Referring expression pointing data:
┄┄┄┄┄┄
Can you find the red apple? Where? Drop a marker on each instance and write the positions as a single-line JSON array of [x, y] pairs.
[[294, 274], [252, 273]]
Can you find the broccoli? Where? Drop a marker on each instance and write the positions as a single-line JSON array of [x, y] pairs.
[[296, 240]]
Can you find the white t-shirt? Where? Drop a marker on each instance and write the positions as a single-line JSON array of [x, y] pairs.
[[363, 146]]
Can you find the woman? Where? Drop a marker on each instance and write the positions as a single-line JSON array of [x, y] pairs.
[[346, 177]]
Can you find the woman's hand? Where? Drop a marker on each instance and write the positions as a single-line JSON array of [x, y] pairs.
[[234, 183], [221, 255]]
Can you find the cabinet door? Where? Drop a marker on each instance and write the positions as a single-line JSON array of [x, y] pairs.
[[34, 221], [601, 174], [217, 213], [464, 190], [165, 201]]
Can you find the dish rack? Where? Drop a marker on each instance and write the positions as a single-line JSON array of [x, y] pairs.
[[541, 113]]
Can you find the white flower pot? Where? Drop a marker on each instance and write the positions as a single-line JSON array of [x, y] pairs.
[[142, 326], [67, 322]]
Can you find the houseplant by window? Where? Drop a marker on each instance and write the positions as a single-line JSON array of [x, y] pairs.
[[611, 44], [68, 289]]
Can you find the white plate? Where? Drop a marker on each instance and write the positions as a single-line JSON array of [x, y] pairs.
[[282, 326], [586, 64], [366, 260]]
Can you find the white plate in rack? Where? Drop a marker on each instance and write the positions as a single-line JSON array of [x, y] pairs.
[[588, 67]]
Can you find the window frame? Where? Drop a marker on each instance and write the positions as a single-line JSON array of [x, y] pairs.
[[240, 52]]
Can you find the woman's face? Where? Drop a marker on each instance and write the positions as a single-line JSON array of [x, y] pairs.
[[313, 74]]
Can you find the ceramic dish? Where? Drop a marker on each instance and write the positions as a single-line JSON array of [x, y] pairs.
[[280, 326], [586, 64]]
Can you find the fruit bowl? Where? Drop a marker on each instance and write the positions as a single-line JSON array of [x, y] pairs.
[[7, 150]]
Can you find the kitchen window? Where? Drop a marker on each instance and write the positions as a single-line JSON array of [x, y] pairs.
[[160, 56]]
┄┄┄┄┄┄
## WHAT YOU NEED TO DO
Return the data above in full. Keep every line exactly as it is.

## RESULT FOR THIS EXERCISE
Can you find the red apple? Where? Drop a marker on each instance and write the positions as a single-line JSON array of [x, y] pairs.
[[294, 274], [252, 273]]
Can you find the broccoli? Where? Drop a marker on each instance and write the positions as a single-line JSON array of [x, y] pairs.
[[296, 240]]
Can you find the white t-shirt? Where? Drop a marker on each instance and write the positions as a single-line JSON array of [x, y] pairs.
[[363, 146]]
Can you find the woman? Where? Drop a marker on each instance and write the positions as a single-line JSON array of [x, y] pairs.
[[346, 177]]
Can you find the woman's hand? Where? Drop a marker on each instance and write the positions as a single-line JSON array of [x, y] pairs.
[[234, 183], [221, 255]]
Can you find the cabinet door? Where? Drop a marker on each instance and write the positions as a single-line JSON array of [x, y] pairs.
[[34, 221], [601, 174], [217, 213], [464, 190], [165, 201]]
Can you find the dish rack? Where? Drop a marker on each instance and write the positions as a single-line JSON array of [x, y] pairs.
[[541, 113]]
Can you find the white flower pot? Where? Drop a marker on each instance and write the positions as a single-line JSON array of [x, y] pairs.
[[142, 326], [67, 322]]
Can you find the houseplant by window? Where? Drop a marker on each instance and write the positions as a single-line JSON array of [x, y] pairs.
[[611, 44], [68, 289]]
Can you find the white plate? Where? Drop a marker on each instance and write the positions as a single-line JSON array of [x, y] pairs.
[[282, 326], [586, 64], [366, 260]]
Can you find the white plate in rack? Where? Drop a marker on each instance and write the positions as a single-line JSON array of [x, y] pairs.
[[588, 67]]
Can you find the window frame? Where? Drop a marker on each instance and write the positions as a single-line JSON array of [x, y] pairs.
[[240, 52]]
Can you find the woman's face? Where? Drop a marker on each instance and write the positions as a single-line JSON array of [x, y] pairs.
[[313, 74]]
Can you find the ceramic dish? Where? Drop a marker on each instance and write the positions as a single-line JSON array of [x, y] pairs.
[[280, 326], [586, 64]]
Can you find the fruit bowl? Where? Drop a marker on each instance and write the positions as a single-line JSON array of [x, y] pairs.
[[7, 150]]
Can you find the kitchen window? Where? Drop a marker on each instance and write the positions as a single-line JSON array of [x, y] pairs.
[[160, 56]]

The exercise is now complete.